* [BRIEF] Reproduce each record exactly.

___ PROVIDED RECORDS

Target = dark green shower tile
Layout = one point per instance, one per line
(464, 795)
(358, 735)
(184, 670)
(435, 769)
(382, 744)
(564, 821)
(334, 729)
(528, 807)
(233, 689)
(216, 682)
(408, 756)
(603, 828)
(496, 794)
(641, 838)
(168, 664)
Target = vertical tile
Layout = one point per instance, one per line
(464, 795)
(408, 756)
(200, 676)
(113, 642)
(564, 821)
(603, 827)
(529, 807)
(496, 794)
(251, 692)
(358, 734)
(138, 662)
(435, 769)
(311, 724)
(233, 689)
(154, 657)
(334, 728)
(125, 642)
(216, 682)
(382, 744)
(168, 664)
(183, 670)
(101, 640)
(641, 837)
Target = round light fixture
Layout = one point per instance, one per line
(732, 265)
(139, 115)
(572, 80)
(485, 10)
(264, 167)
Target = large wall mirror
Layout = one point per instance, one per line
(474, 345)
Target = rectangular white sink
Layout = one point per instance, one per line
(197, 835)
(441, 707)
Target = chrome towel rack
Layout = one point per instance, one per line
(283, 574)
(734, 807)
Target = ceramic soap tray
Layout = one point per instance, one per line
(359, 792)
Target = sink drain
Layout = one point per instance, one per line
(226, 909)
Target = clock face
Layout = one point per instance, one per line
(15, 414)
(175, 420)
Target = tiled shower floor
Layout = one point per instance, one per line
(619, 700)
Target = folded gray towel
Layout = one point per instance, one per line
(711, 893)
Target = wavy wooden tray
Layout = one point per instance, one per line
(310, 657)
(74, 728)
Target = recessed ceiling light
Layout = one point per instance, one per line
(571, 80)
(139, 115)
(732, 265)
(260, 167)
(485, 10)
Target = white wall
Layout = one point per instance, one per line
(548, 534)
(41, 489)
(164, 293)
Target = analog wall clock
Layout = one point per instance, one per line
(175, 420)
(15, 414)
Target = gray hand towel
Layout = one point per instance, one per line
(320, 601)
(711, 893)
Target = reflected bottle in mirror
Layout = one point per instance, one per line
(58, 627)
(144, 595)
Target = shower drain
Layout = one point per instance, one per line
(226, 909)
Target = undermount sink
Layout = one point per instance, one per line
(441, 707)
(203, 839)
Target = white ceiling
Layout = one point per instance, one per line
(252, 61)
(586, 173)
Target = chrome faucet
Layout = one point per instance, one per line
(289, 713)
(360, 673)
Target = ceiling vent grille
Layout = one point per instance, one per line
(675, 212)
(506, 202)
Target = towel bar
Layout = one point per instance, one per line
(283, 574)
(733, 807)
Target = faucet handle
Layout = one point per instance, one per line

______

* [TASK RESPONSE]
Target = dark green shower tile
Layout = one point per instance, one per line
(464, 795)
(358, 735)
(184, 670)
(435, 769)
(382, 744)
(564, 821)
(334, 729)
(528, 807)
(233, 689)
(216, 682)
(408, 756)
(603, 828)
(496, 794)
(641, 838)
(168, 664)
Target = vertical tile
Layout = one point per instance, one per line
(464, 795)
(408, 756)
(200, 676)
(113, 642)
(564, 821)
(603, 827)
(529, 807)
(496, 794)
(251, 692)
(358, 734)
(138, 662)
(435, 769)
(311, 724)
(233, 689)
(154, 657)
(334, 728)
(125, 642)
(216, 682)
(382, 744)
(168, 664)
(183, 670)
(101, 640)
(641, 837)
Target = round light fixture
Layout = one point per instance, one per line
(732, 265)
(139, 115)
(572, 80)
(485, 10)
(264, 167)
Target = large wall mirror
Layout = one point per instance, one per line
(474, 345)
Target = rectangular white sink
Layout = one point per instance, one per line
(197, 835)
(441, 707)
Target = chrome towel rack
Layout = one point per instance, one per line
(283, 574)
(734, 807)
Target = ceramic soap tray
Layout = one point per instance, one per line
(359, 792)
Target = sink drain
Layout = one point per instance, one per line
(226, 909)
Target = clock face
Layout = one point per instance, one per line
(15, 414)
(175, 420)
Target = tiled shower floor
Layout = one point per instance, one per line
(619, 700)
Target = folded gray towel
Layout = one point per instance, one per line
(711, 893)
Target = wavy wooden tray
Layout = one point per instance, one per line
(310, 657)
(74, 728)
Target = recessed ceiling light
Layout = one point per instance, one per line
(571, 80)
(139, 115)
(732, 265)
(260, 167)
(485, 10)
Target = white wall
Layout = one point per instance, one per line
(548, 534)
(41, 489)
(164, 293)
Target = analog wall clock
Layout = one point per instance, one per line
(175, 420)
(15, 414)
Target = gray hand towel
Layout = one point per instance, one per line
(320, 601)
(711, 893)
Target = reflected bottle in mirror
Layout = one point per instance, one per line
(58, 627)
(144, 595)
Target = shower drain
Layout = one point per instance, one per line
(226, 909)
Target = undermount sink
Layout = one point per instance, one per line
(441, 707)
(203, 839)
Target = white ceiling
Layout = one point per instance, one per line
(252, 61)
(586, 173)
Target = chrome faucet
Layout = one point per instance, one per line
(289, 713)
(360, 673)
Target = ceiling vent grille
Layout = one point per instance, one per line
(675, 212)
(506, 202)
Target = towel bar
Layout = one point per instance, one per line
(283, 574)
(733, 807)
Target = faucet handle
Layout = one point per instance, one per line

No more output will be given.